Is WSP right? Would you feel better $150/night doing nothing, vs $1k+/hr consulting?

Would you feel better

  • Waking up with $150 while you were quite literally doing nothing.

    Votes: 22 50.0%
  • Consulting for $1,000+/hour

    Votes: 22 50.0%

  • Total voters
    44

It's an intriguing idea for sure.

I dislike doing work as much as you possibly can while still being able to work hard/be self sufficient in life. But I'm trying to wrap my head around it. Instinctively, I feel consulting for 1k+/hr is significantly better. Both are good though...

Is the idea that you can earn even more than $150/night doing nothing once you get the ball rolling? A psychological boost to "unearned" money? Buying back your time? I like the idea of time being more valuable than money, yet your time has to be really damn valuable to give up the opportunity to earn 1k+/hr. I think your time would have to be worth more than $950+/hr. Or you would really have to hate your work.

 

scorpion

Ostrich
Gold Member
The example is not really a good one, because vanishingly few people are actually earning $1000/hr, and the few who are will be making a lot of passive income in short order if they invest their earnings anyway. So it's kind of a false dilemma. It's not really a choice.

That being said, of course passive income is awesome. Everyone should try to generate as much of it as they can, whether through passive stock/real estate investments or direct business ownership that produces a passive income stream. The idea is to use your direct earnings to invest in passive income generating assets over time, so that at some point you no longer have to earn direct income to finance your lifestyle (aka retirement).

This is why the example is kind of dumb. If I had the choice between the two I would be billing as many hours as I could for $1000/hr and investing my earnings. If I only billed 100 hours a month (not even full-time) I'd be earning over a million dollars a year, which I could then invest in passive income producing assets. Your $150 in passive income every night would have earned you $55,000 for the year.

Would your rather earn $1.2 million a year working part time or $55,000 a year doing absolutely nothing? Unless you're the absolute laziest guy in the world the answer is pretty obvious.

(This is the point you should realize the Wall Street Playboys write a lot of dumb shit that should be taken with a beachball-sized grain of salt).
 
scorpion said:
Would your rather earn $1.2 million a year working part time or $55,000 a year doing absolutely nothing? Unless you're the absolute laziest guy in the world the answer is pretty obvious.

(This is the point you should realize the Wall Street Playboys write a lot of dumb shit that should be taken with a beachball-sized grain of salt).
Thanks for the reply.

Other than this tweet, most of what WSP says seems to make total sense to me as an inexperienced-with-finances guy, and I've taken what he said on board. I'm curious to know what else he says you/others think is dumb, so I can adjust my mentality/thought process.
 

Dr. Howard

Peacock
Gold Member
I understand the example, but it is hyperbolic and overblown. It needs to be a bit more specific.

(Object position labeling records)
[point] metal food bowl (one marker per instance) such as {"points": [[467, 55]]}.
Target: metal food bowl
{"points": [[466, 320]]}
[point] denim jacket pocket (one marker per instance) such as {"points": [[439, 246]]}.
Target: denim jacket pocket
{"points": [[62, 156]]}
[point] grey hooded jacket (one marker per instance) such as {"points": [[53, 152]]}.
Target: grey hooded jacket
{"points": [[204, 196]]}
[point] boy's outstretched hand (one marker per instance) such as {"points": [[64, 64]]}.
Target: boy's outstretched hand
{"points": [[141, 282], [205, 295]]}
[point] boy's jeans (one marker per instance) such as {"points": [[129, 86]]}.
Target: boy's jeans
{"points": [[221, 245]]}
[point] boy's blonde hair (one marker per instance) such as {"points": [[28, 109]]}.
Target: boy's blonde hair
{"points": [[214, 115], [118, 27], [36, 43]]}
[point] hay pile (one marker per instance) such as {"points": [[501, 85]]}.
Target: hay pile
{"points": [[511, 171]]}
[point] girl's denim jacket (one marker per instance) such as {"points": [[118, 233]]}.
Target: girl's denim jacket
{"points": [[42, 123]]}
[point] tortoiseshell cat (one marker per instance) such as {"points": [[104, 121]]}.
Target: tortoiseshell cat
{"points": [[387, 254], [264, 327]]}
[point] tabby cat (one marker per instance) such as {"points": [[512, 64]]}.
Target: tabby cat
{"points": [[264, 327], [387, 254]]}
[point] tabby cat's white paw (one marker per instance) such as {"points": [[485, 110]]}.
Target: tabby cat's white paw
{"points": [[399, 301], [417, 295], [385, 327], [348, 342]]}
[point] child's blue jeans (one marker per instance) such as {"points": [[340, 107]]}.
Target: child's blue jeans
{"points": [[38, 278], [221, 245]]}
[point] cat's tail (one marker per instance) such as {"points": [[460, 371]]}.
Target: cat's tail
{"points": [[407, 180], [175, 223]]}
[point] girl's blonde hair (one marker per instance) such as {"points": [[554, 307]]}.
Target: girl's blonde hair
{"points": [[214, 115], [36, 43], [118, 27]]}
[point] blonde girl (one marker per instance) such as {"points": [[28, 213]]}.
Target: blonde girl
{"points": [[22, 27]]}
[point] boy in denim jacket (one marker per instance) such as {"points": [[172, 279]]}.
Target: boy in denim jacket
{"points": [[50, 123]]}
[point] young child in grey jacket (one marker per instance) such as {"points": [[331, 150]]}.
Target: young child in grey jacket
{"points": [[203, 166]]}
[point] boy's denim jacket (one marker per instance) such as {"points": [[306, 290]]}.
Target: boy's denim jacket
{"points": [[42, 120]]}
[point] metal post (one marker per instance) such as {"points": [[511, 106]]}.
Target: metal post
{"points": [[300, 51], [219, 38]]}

◆ Short exercise ◆
In the forum thread about the WSP poll, what yearly total does scorpion give for earning $150 in passive income every night?

◆ Full response ◆
$55,000 for the year.